> Document extract:
::::::

Much Ado About Point 4

A cryptic title? Maybe. But it’ll come clear at the end of this story, which, I promise will come soon. Stop cheering. I also promise not to encroach upon the TMI boundary, which could occur when one expounds on a medical issue.

About a month ago, I had a routine appointment with my urologist. I usually see his PA. I rarely see Dr Donaldson, my urologist and friend for over 20 years. Surprisingly, he saw me at my last appointment. Uh oh, why is the “big guy” seeing me. Sump’n wrong?
After some friendly chatting, he noted that I hadn’t had a PSA test in a long time. That’s a preliminary test for possible prostate cancer. (Uh oh TMI alert). He ordered one for me. I agreed to have one before my next appointment which is next week.

Then my paranoia took hold. Why did he want that? Does he think I have cancer? Just a tad of history for clarification. A PSA reading higher than 4.0 is considered too high and carries a risk of cancer.
Several years ago, I routinely had readings of 4 or 5. Further testing found I didn’t have prostate cancer at that time.
After a potload of chemo and radiation to get rid of colon cancer, my PSA readings were less than 1. Yay. Neither colon cancer or prostate cancer was gonna kill me. Not right away at least.

Soo. Urologist and I then had agreed I didn’t need PSA tests regularly. So why now, I wondered? Reluctantly, and with great trepidation, (fancy way to say I was scared shitless) I had a PSA test 2 days ago. For some reason I thought for sure it was gonna be 6 or higher. I gave much thought to the question, “What would I do at age 85 with a pacemaker/defibrillator and other devices, if I was diagnosed with prostate cancer? Surgery, chemo, radiation, or nothing?

::::::

> Saved entries:
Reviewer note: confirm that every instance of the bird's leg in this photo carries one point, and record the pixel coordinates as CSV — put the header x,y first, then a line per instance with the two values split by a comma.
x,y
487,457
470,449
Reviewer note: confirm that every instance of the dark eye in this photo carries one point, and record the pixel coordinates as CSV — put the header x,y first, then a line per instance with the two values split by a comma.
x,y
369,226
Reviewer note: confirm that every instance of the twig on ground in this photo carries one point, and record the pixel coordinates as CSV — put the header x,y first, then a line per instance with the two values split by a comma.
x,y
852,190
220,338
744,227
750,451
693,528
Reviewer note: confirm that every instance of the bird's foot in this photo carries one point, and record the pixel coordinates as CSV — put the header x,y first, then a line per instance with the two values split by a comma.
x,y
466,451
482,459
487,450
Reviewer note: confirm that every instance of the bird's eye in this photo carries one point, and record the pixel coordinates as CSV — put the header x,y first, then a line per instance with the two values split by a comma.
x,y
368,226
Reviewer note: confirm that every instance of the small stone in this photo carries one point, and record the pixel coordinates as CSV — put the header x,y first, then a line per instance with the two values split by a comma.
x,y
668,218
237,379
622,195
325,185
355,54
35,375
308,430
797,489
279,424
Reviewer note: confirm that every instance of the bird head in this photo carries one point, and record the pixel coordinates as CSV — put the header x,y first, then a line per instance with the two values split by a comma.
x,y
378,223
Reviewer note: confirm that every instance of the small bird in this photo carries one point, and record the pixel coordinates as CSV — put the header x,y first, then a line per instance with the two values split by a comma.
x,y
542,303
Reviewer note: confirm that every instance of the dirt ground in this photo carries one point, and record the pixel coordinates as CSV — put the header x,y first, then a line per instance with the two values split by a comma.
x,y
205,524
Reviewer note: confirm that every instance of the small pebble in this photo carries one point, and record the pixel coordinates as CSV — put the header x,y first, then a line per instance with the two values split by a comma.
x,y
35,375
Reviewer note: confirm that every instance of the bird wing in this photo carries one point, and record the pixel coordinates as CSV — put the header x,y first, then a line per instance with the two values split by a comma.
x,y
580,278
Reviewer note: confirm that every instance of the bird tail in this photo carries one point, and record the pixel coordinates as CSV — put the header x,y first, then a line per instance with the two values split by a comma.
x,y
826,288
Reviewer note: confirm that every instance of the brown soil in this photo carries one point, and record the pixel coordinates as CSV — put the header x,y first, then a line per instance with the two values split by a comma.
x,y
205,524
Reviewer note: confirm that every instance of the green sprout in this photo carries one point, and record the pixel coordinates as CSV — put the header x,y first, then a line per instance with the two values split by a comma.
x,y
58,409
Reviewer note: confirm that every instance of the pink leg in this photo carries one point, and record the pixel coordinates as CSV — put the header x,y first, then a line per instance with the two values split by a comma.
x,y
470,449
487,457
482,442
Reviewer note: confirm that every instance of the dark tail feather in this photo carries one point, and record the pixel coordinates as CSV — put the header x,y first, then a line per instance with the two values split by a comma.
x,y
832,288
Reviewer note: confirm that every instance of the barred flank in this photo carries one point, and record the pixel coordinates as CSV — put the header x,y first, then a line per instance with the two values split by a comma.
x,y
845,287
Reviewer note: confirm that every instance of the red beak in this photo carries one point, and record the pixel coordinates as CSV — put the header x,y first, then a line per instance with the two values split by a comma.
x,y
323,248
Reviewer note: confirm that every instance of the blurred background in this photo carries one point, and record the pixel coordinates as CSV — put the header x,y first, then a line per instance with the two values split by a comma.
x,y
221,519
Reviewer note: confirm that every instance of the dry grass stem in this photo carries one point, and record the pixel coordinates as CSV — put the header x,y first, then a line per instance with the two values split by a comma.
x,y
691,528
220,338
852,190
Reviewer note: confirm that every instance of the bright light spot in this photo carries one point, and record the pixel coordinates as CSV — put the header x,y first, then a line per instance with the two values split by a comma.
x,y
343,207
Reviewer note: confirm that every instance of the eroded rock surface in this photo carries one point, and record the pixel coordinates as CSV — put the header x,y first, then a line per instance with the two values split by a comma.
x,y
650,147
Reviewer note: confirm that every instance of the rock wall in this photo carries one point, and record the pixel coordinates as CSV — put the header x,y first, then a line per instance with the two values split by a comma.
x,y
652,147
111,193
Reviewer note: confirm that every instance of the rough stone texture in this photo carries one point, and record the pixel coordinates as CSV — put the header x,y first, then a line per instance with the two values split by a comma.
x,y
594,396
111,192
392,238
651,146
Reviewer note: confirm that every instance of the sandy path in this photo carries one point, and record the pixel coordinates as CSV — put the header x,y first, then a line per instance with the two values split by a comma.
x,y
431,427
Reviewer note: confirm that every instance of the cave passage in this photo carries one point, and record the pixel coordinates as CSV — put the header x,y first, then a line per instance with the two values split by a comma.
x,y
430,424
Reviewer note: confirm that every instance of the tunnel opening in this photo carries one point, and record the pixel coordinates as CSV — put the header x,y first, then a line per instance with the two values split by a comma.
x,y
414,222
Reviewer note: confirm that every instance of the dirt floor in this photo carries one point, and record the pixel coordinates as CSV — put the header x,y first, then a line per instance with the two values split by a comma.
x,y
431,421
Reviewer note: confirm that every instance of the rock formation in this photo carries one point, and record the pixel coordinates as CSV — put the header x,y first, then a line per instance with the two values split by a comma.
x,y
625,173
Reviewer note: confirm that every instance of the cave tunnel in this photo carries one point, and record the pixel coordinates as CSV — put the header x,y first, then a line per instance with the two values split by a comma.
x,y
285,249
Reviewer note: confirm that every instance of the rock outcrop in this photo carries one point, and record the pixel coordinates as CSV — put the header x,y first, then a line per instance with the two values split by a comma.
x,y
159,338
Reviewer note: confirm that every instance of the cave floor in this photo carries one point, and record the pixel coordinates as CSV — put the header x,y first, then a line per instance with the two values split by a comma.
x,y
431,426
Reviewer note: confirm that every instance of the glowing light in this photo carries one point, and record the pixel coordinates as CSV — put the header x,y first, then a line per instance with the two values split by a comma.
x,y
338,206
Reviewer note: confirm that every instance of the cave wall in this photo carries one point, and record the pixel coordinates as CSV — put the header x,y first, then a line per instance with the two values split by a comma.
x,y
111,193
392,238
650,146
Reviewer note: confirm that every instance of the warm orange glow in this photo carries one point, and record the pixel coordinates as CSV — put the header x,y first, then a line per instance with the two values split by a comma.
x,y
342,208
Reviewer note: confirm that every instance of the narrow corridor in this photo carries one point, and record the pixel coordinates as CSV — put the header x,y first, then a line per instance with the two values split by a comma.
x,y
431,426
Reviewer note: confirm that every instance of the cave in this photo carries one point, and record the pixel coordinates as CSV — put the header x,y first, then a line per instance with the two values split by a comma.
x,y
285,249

::::::

> What to work on:
**a)** Repeat word for word the part of the post about the PSA test that runs from "Then my paranoia" to "away at least.".
**b)** Carry on writing the post about the PSA test from where it stops.
The data above plays no part in this.

> Exercise responses:
**a)**
Then my paranoia took hold. Why did he want that? Does he think I have cancer? Just a tad of history for clarification. A PSA reading higher than 4.0 is considered too high and carries a risk of cancer.
Several years ago, I routinely had readings of 4 or 5. Further testing found I didn’t have prostate cancer at that time.
After a potload of chemo and radiation to get rid of colon cancer, my PSA readings were less than 1. Yay. Neither colon cancer or prostate cancer was gonna kill me. Not right away at least.

**b)**
The same day I took the test, I got an e mail that I had a new test result on Roper My Chart. Oh s—t.
Opening that test result was more stressful to me than opening any response to an employment application I made in my long life careers.
I swallowed hard, opened the Roper My Chart account on my computer and stumbled through a few steps to pull up the PSA test result of earlier that same day.
It was “Point 4”. Not 4 point 0. Still less than 1. I will not die of prostate cancer.
My heart, bladder, kidney, colon, or a car, truck, gunshot, or my angry wife will have to see to that in about 30 years, I hope. Enuf

This Post Has 2 Comments

  1. Fran

    Your story telling still makes me laugh! Well done.

  2. Don Scooler

    Ya see, Fran. Your nice comment will just make me write more. Those who would just wish I’d shut up are not gonna be happy. That’s ok. Unfortunately for them, all it takes for me to keep runnin my mouth via this blog, is an occasional good word. Thank you.
    Tomorrow, I’ll be sending another one to my son, Jim for posting.